== Task statement ==
Output the part of the data that runs from its start through the line containing "pixel 257 196", both ends included, as a Markdown table with the columns No. and Text, giving each line a row number and leaving out blank lines. Leave the pictures out of the table.

== Data for this task ==
::::::::::

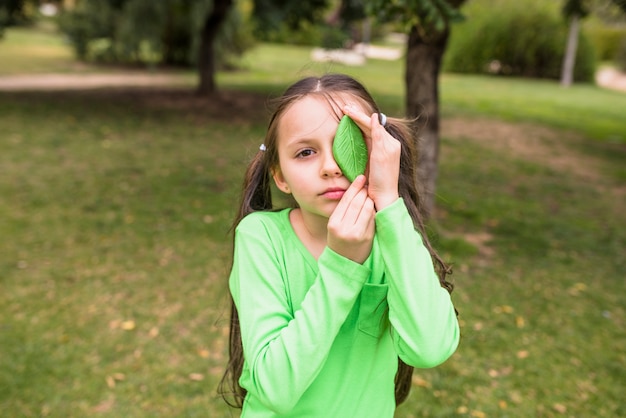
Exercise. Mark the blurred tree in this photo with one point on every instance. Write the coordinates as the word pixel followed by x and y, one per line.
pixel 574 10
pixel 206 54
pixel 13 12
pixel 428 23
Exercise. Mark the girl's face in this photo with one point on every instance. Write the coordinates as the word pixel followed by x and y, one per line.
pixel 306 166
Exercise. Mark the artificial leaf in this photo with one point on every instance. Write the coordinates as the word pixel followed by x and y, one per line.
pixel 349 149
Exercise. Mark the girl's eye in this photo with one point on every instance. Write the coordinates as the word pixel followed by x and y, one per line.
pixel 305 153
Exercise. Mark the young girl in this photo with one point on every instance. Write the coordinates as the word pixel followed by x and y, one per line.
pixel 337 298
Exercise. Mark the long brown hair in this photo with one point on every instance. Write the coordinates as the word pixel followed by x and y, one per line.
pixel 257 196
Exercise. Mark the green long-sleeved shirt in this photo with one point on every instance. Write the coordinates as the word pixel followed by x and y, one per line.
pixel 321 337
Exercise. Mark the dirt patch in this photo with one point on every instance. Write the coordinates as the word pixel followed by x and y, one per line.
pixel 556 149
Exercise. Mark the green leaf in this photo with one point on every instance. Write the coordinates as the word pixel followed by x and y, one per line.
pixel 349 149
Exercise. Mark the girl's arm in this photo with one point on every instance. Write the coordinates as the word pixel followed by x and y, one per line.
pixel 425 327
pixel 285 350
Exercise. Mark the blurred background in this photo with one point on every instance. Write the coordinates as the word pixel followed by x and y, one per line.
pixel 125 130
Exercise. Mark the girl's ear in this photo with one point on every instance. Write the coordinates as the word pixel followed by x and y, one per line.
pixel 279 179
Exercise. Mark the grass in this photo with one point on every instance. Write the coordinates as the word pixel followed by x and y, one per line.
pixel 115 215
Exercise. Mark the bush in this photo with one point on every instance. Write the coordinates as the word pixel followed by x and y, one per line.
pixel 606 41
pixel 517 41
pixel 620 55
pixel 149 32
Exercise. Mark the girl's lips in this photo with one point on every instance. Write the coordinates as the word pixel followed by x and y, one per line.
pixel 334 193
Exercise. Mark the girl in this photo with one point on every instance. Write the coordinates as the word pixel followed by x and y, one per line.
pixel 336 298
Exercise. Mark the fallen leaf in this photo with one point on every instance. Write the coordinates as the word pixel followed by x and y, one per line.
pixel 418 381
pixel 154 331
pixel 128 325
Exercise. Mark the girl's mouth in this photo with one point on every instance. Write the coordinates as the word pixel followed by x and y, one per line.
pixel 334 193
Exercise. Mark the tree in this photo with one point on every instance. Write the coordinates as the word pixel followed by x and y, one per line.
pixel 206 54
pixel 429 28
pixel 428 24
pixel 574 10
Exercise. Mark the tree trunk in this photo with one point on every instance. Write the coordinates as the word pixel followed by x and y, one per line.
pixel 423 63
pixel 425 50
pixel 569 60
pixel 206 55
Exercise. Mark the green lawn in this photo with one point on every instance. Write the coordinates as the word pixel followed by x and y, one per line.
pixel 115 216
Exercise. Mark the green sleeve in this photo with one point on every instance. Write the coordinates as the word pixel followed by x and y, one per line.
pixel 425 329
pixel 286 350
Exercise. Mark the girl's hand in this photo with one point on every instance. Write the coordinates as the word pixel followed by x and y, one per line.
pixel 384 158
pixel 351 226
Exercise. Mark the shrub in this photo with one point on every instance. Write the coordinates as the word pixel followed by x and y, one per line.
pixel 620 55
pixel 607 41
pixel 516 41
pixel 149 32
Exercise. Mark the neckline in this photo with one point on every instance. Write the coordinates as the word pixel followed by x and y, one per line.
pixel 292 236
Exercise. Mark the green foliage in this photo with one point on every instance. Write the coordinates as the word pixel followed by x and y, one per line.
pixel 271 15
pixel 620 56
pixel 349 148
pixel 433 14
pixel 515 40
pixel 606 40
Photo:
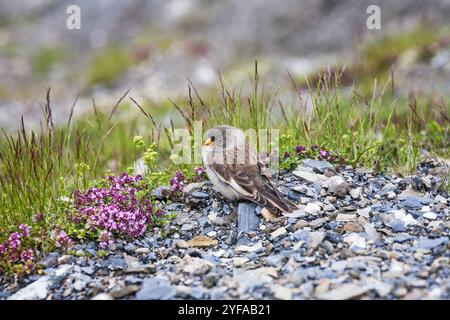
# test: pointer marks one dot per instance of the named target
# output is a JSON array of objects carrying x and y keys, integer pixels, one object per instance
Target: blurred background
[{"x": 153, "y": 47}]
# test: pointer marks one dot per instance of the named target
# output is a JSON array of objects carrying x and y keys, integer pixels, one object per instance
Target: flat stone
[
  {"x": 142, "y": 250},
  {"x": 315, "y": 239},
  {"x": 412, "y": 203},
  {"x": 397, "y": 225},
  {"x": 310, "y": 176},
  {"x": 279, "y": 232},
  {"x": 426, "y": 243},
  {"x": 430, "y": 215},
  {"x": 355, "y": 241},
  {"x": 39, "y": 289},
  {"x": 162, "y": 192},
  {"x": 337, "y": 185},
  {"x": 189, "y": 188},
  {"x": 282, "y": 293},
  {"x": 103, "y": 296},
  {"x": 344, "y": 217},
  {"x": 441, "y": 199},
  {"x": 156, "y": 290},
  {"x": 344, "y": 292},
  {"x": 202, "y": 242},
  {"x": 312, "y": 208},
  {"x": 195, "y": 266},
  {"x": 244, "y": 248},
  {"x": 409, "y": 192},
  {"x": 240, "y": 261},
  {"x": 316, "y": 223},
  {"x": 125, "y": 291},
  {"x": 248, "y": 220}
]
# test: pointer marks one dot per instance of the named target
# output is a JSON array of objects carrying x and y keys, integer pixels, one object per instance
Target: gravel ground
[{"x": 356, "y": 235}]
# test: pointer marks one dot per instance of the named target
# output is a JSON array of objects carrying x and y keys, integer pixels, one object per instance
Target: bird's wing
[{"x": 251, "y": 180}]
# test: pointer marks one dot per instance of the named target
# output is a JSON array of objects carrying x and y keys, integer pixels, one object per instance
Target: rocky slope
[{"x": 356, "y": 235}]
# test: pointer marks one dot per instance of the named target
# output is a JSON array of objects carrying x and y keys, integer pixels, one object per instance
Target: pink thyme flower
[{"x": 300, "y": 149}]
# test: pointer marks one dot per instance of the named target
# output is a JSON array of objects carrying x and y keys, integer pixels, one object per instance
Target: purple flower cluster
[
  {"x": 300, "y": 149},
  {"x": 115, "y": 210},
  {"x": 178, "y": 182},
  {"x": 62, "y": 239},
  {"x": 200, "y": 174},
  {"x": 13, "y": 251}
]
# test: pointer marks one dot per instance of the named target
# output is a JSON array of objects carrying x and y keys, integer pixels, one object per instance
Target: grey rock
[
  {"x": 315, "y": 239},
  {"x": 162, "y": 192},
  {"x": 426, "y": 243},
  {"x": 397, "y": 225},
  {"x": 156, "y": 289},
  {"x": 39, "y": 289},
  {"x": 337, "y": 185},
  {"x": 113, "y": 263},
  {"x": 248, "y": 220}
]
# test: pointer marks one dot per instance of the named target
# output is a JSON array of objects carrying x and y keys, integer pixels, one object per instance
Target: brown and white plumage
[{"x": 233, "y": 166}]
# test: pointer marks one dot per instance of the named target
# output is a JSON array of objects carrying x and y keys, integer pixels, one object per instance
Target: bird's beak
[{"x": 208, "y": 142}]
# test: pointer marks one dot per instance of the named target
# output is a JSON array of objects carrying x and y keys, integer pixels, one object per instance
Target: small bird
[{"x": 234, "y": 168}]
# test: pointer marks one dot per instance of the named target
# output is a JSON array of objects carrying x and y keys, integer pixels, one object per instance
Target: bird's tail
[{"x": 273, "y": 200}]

::::::::::

== The result ==
| No. | Text |
|---|---|
| 1 | Exercise. Mark the blurred tree in this photo with one point on every instance. Write the coordinates as the word pixel followed by x and y, one per line. |
| 2 | pixel 574 10 |
| 3 | pixel 206 54 |
| 4 | pixel 13 12 |
| 5 | pixel 428 23 |
| 6 | Exercise. Mark the girl's face in this photo with one point on every instance. Write the coordinates as the word pixel followed by x and y, one per line. |
| 7 | pixel 306 166 |
| 8 | Exercise. Mark the artificial leaf in this photo with one point on every instance. Write the coordinates as the word pixel followed by x and y, one per line. |
| 9 | pixel 349 149 |
| 10 | Exercise. Mark the girl's eye in this photo with one point on every instance. Write the coordinates as the word pixel followed by x and y, one per line. |
| 11 | pixel 305 153 |
| 12 | Exercise. Mark the young girl in this photo with one point on every instance. Write the coordinates as the word pixel followed by x and y, one per line. |
| 13 | pixel 337 298 |
| 14 | Exercise. Mark the long brown hair in this photo with one point on every instance. Write the coordinates as the word pixel followed by x and y, one per line. |
| 15 | pixel 257 196 |